■ **Extrait cité**:
===

Toute une vie de passion pour le renforcement de la pratique sage-femme: l’ancienne présidente de l’ICM, Bridget Lynch
Une façon de comprendre les développements clés dans la pratique sage-femme est de regarder la carrière de l’ancienne présidente de l’ICM, Bridget Lynch. Cette sage-femme éducatrice de Toronto, au Canada, a été présidente de l’ICM de 2008 à 2011. Au cours de son mandat, l’ICM a connu des avancées considérables, notamment l’élaboration de normes mondiales en matière d’éducation et de réglementation, le premier congrès de l’ICM en Afrique et le lancement du premier rapport sur la situation de la pratique sage-femme dans le monde (SoWMy). C’est également au cours de son mandat que les agences sanitaires des Nations unies (H4) ont reconnu que la main-d’œuvre des sages-femmes était indispensable à l’amélioration de la santé maternelle et néonatale, et qu’il fallait 350 000 sages-femmes supplémentaires dans le monde.
Dans le cadre de la célébration de notre centenaire et de nos efforts pour documenter l’histoire de la pratique sage-femme, nous avons rencontré Bridget pour examiner l’évolution de la profession au cours de sa présidence et la façon dont sa carrière a contribué à l’ICM que nous connaissons aujourd’hui.
Bridget a trouvé sa motivation pour exercer la profession de sage-femme dans son expérience d’accouchement au Canada au début des années 1970.
« J’ai eu un bébé à l’hôpital, et ils l’ont emmené à la nurserie après sa naissance – une maman en bonne santé, un bébé en bonne santé – j’étais hors de moi quand ils l’ont emmenée, raconte Bridget. Quand mon mari est arrivé le lendemain, je lui ai dit : “Si jamais j’ai un autre enfant, je lui donne naissance à la maison.” Je voyais cela comme le seul moyen de garder mon bébé avec moi. C’est cette expérience qui m’a fait réaliser que les femmes et les familles devraient être les premiers décideurs du lieu et de la manière dont elles accouchent. J’ai décidé de m’engager, non seulement pour moi, mais aussi pour ma fille et toutes les générations futures. C’est devenu la passion de toute ma vie. »

===

■ **Consigne**: Relevez toutes les avancées de l'ICM que l'extrait sur Bridget Lynch attribue à la période de son mandat de présidente.

Entrées de segmentation d'images
===

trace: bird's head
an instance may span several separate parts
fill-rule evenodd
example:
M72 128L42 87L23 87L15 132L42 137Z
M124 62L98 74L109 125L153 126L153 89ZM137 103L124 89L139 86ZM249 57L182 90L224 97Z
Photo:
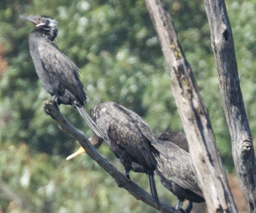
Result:
M19 17L31 21L35 24L36 28L41 30L51 40L53 40L57 36L58 22L56 19L43 15L27 16L20 15Z

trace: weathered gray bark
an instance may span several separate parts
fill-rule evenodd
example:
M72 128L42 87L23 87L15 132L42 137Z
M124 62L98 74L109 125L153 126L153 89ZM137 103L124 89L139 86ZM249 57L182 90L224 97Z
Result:
M205 0L232 154L251 212L256 213L256 160L237 71L231 27L223 0Z
M127 190L137 199L165 213L178 213L173 207L160 201L161 209L156 205L155 200L148 193L137 184L125 177L113 165L100 155L91 144L88 138L81 131L76 129L58 110L51 100L45 101L45 112L55 120L66 134L70 135L86 150L87 154L107 172L115 179L118 185Z
M207 110L183 55L171 18L160 0L145 1L170 71L172 93L208 211L237 212Z

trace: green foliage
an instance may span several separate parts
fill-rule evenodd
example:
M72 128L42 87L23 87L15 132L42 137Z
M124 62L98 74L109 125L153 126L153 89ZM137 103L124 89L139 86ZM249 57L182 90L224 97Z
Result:
M254 136L256 3L226 1L241 87ZM174 18L209 110L224 163L232 171L230 138L203 2L163 2ZM56 44L80 69L90 100L87 110L103 101L114 101L143 117L157 134L169 129L182 130L164 59L144 1L1 1L0 60L4 56L8 64L4 70L0 66L0 141L5 147L1 151L4 154L0 155L1 178L20 195L26 194L28 200L34 198L29 206L42 212L51 212L47 208L60 212L84 212L84 209L88 212L154 212L118 188L110 178L105 178L104 172L87 158L86 161L81 158L72 162L62 158L77 145L44 112L43 102L50 96L42 88L29 54L28 37L34 27L18 18L23 14L45 14L57 19ZM74 109L61 106L60 110L76 127L91 135ZM17 152L12 151L13 145L18 148ZM28 149L33 154L24 156L23 152ZM115 163L109 149L103 146L101 150ZM19 183L22 173L28 169L29 184L24 188ZM134 174L132 177L138 182L141 178L140 183L147 188L145 176ZM158 183L158 187L160 185ZM47 192L47 189L53 187L54 191ZM12 211L8 200L0 200L0 210L4 212L23 211ZM34 212L33 208L28 211Z
M4 212L155 212L118 187L86 154L67 161L58 155L31 154L24 144L16 147L3 143L0 145L0 163L5 166L0 168L0 186L2 181L6 183L21 200L26 211L9 204L9 200L0 192L0 209ZM100 147L100 151L106 147ZM120 163L113 159L112 163L120 167ZM133 180L149 191L145 174L131 172L131 175ZM167 202L170 202L170 197L175 200L156 179L160 197L168 196L165 199Z

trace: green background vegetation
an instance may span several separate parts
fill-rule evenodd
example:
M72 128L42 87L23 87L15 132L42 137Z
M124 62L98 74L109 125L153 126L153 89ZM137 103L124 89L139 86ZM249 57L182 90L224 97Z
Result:
M234 172L229 133L219 90L203 1L163 1L209 110L228 173ZM253 136L256 134L256 3L226 1L241 87ZM136 200L85 154L67 162L78 147L46 116L42 87L29 54L32 24L21 14L57 19L56 44L79 68L90 99L87 110L112 101L143 117L156 134L182 131L170 80L143 0L2 0L0 2L0 184L23 202L12 203L0 191L0 212L154 212ZM70 106L61 111L89 136L92 132ZM100 152L123 171L105 145ZM131 174L149 192L146 176ZM157 178L156 178L157 179ZM176 199L157 181L159 197ZM8 191L8 190L7 190Z

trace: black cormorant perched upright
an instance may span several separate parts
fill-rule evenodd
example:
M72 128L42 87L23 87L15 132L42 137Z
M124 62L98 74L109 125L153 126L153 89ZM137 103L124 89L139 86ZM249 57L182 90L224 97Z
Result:
M180 132L170 131L162 133L158 138L159 144L155 146L159 152L156 174L163 185L178 198L176 209L181 208L185 199L189 200L185 211L189 213L192 202L205 201L192 169L186 135Z
M84 109L86 96L79 79L78 68L53 42L58 33L57 21L45 16L20 17L35 26L29 35L30 55L43 86L52 96L52 100L58 106L63 103L76 108L94 132L108 140Z
M125 176L130 179L129 173L133 165L142 168L135 172L147 174L151 193L157 205L160 206L154 179L154 171L157 166L156 157L159 153L152 144L158 139L147 123L132 111L113 102L105 102L95 106L91 111L93 118L97 125L109 136L106 141L115 155L124 165ZM90 138L93 145L99 146L101 138L94 136ZM68 160L84 152L82 148L67 158Z

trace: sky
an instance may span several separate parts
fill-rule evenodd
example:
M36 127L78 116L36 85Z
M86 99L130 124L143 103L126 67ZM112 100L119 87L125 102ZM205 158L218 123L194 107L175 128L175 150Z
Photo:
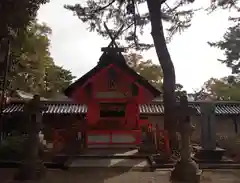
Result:
M74 5L81 0L51 0L38 12L39 22L46 23L52 29L50 36L51 56L57 65L70 70L73 75L81 77L92 69L101 56L101 47L110 40L103 39L87 30L73 13L64 9L64 4ZM210 0L196 0L193 7L206 7ZM192 92L202 86L211 77L220 78L230 74L225 65L217 61L223 54L211 48L207 42L222 38L229 27L229 12L218 10L210 15L198 11L190 28L176 34L168 44L175 71L176 81ZM150 28L145 29L143 39L152 43ZM145 59L152 59L158 64L155 49L142 53Z

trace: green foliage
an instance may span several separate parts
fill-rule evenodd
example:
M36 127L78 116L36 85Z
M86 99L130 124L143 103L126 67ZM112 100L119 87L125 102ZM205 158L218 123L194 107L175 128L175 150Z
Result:
M145 61L141 55L134 52L125 55L125 58L127 64L131 68L133 68L139 75L146 78L155 88L162 91L163 72L160 65L154 64L152 60ZM183 90L181 84L176 84L175 92L177 98L181 95L187 94L187 92Z
M31 22L12 42L10 90L51 97L61 93L74 79L71 72L57 66L49 52L51 29Z
M48 0L3 0L0 2L0 40L16 35L34 20L37 11Z
M195 93L195 100L240 100L240 83L239 80L231 80L231 77L221 79L211 78L206 81L199 92Z
M65 8L74 12L78 18L89 25L90 31L96 31L103 37L108 34L103 28L103 22L111 22L114 25L112 33L124 24L125 28L121 32L129 48L149 49L153 44L141 42L140 37L144 33L144 27L150 23L149 12L140 12L140 8L147 0L87 0L86 3L65 5ZM161 2L161 1L160 1ZM170 39L177 31L182 31L191 25L191 18L194 10L186 9L184 5L188 0L180 0L175 3L167 4L161 2L162 16L156 17L170 23L167 28L168 38ZM182 7L180 9L180 7ZM184 7L184 8L183 8Z
M152 60L144 61L143 57L136 53L130 53L125 57L130 67L146 78L154 87L162 90L163 73L160 65L154 64Z
M210 42L210 46L217 47L224 52L225 59L219 59L233 74L240 72L240 23L229 27L223 36L223 40Z

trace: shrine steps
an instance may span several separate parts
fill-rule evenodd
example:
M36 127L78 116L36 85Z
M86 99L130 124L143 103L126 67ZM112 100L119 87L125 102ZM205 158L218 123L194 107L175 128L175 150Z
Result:
M69 169L116 168L121 170L149 171L148 155L138 149L88 149L84 154L74 155L66 165Z

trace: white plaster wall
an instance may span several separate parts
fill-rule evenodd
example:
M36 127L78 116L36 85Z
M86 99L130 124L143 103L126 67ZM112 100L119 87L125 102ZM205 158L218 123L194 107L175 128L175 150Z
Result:
M149 116L149 122L153 125L158 124L160 128L164 128L163 116ZM191 122L195 126L195 130L192 135L192 140L195 142L200 142L201 140L201 117L192 116ZM217 136L236 136L240 134L240 118L237 120L238 134L235 132L235 126L231 117L216 116L216 135Z

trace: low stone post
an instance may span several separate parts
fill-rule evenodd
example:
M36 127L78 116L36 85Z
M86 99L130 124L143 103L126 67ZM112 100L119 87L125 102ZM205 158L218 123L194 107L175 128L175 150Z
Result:
M198 183L200 182L201 170L192 160L191 152L191 136L194 127L191 124L190 115L194 112L193 108L188 107L186 96L180 98L179 111L179 132L181 135L181 159L175 165L171 172L171 180L173 182Z

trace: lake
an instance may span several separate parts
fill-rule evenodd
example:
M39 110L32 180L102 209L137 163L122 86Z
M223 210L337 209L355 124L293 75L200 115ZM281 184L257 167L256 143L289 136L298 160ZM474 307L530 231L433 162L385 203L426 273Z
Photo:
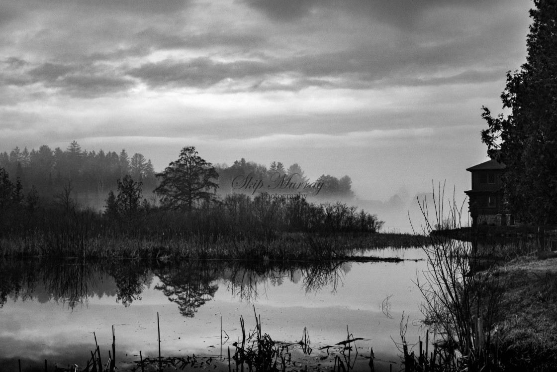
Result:
M95 337L105 364L114 326L116 366L131 370L140 351L143 357L158 356L158 313L163 357L194 354L206 357L206 369L228 370L216 360L241 342L241 317L247 332L255 329L255 307L262 332L274 341L296 344L307 330L312 352L296 354L299 360L289 370L300 363L323 370L335 355L345 357L335 344L349 332L363 339L350 344L355 370L370 370L365 357L372 347L375 370L388 371L389 364L398 370L394 341L400 341L403 312L409 344L425 332L414 283L426 267L424 257L414 248L360 254L405 260L255 267L217 260L0 261L0 369L18 370L21 360L22 370L45 370L45 359L48 370L55 364L82 369ZM328 345L333 347L319 350Z

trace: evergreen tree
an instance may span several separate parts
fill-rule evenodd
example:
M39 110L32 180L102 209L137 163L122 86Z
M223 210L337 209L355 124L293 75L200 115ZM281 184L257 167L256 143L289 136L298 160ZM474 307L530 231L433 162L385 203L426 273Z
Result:
M120 153L119 159L120 177L123 178L125 175L130 172L130 159L128 157L128 153L126 152L125 149L122 149L122 151Z
M213 200L218 187L213 181L218 173L193 146L182 149L178 160L156 176L160 183L155 192L161 196L161 201L168 207L188 211L196 204Z
M145 170L147 163L145 157L139 153L135 153L130 161L130 172L136 179L145 176Z
M301 167L297 163L294 163L289 167L288 170L286 171L286 174L288 176L294 175L293 180L294 182L306 182L308 180L307 177L304 175Z
M505 117L482 107L482 141L506 166L502 180L511 211L526 222L557 223L557 4L534 0L520 71L507 74Z
M121 182L118 180L118 196L116 202L120 214L133 217L139 211L140 200L141 199L141 182L134 181L129 175L126 175Z

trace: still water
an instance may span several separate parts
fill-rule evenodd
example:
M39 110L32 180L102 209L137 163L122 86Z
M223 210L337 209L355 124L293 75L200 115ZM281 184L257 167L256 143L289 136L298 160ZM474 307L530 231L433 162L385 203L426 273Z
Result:
M373 347L375 370L389 370L389 364L400 361L393 340L400 342L403 312L409 344L423 337L422 296L414 282L426 262L418 249L368 253L405 260L256 267L222 261L0 261L0 370L18 370L21 360L22 370L44 370L45 359L49 370L55 364L82 369L95 337L108 360L113 326L116 365L130 369L140 351L144 357L158 356L157 313L163 356L216 358L222 350L226 356L241 337L241 317L248 331L255 328L255 307L263 332L273 340L297 342L306 328L314 351L304 358L314 369L332 362L324 357L326 350L318 349L346 340L348 327L354 337L363 339L356 342L356 369L369 370L364 357Z

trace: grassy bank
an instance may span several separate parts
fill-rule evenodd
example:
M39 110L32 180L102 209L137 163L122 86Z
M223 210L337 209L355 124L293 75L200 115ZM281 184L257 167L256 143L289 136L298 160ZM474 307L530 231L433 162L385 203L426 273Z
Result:
M508 370L557 370L557 258L535 255L495 268L505 283L495 320L500 360Z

===

■ **Réponse complète**:
- L'élaboration de normes mondiales en matière d'éducation et de réglementation
- Le premier congrès de l'ICM en Afrique
- Le lancement du premier rapport sur la situation de la pratique sage-femme dans le monde (SoWMy)